EXERCISE PROMPT: Reproduce every record below exactly as written, leaving out any pictures.

RECORDS FOR THIS EXERCISE:
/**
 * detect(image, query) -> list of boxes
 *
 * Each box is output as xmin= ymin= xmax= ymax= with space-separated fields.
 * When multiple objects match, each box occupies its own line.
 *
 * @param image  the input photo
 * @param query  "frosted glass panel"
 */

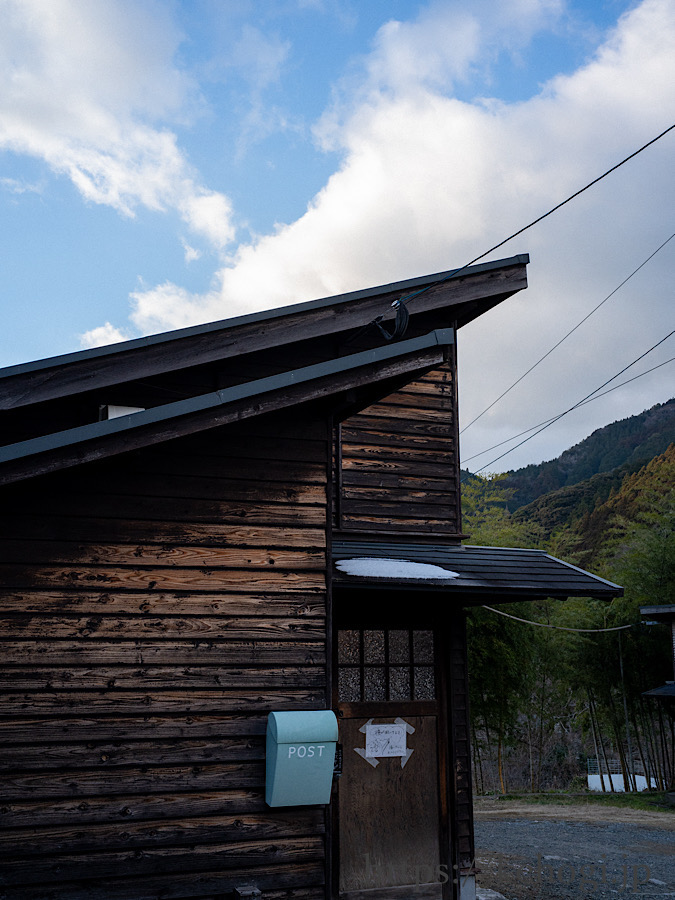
xmin=338 ymin=630 xmax=360 ymax=665
xmin=413 ymin=630 xmax=434 ymax=663
xmin=364 ymin=667 xmax=386 ymax=701
xmin=363 ymin=630 xmax=385 ymax=663
xmin=338 ymin=669 xmax=360 ymax=702
xmin=388 ymin=630 xmax=409 ymax=663
xmin=414 ymin=667 xmax=435 ymax=700
xmin=389 ymin=667 xmax=411 ymax=701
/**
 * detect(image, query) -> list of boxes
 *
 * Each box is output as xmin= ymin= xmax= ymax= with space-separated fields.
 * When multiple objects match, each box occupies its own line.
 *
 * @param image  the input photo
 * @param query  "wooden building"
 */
xmin=640 ymin=605 xmax=675 ymax=713
xmin=0 ymin=255 xmax=622 ymax=900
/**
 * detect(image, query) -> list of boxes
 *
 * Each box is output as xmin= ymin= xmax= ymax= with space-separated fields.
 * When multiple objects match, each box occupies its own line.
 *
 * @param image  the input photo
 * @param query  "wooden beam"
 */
xmin=0 ymin=260 xmax=527 ymax=410
xmin=0 ymin=341 xmax=447 ymax=485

WRITTEN REPLY:
/**
 * detect(image, query) -> list of boxes
 *
 * Each box is output as xmin= ymin= xmax= ymax= with space-separated fields.
 * When multiple objects match, each box occupies its own line.
 *
 * @param image  the input photo
 * @param query  "frosted glass panel"
 */

xmin=338 ymin=630 xmax=360 ymax=665
xmin=413 ymin=630 xmax=434 ymax=663
xmin=364 ymin=667 xmax=386 ymax=701
xmin=363 ymin=630 xmax=385 ymax=663
xmin=338 ymin=669 xmax=360 ymax=702
xmin=388 ymin=630 xmax=409 ymax=663
xmin=414 ymin=667 xmax=435 ymax=700
xmin=389 ymin=667 xmax=411 ymax=701
/**
 * detect(image, query) -> list of boxes
 *
 * Each box is output as xmin= ymin= xmax= ymax= with space-separated fields.
 * When multiple objects match, each box occupies its own line.
 *
 * @param image  the input photo
 * @param query  "wooden building"
 */
xmin=640 ymin=605 xmax=675 ymax=713
xmin=0 ymin=255 xmax=622 ymax=900
/**
 * detect(image, query) -> list of boxes
 *
 * Each box is output as xmin= ymin= xmax= ymax= with space-separated fields.
 * When multiple objects match, each box occupies its own line.
 *
 * @param image  the input photo
 * @param query  "wooden beam"
 */
xmin=0 ymin=260 xmax=527 ymax=410
xmin=0 ymin=341 xmax=447 ymax=485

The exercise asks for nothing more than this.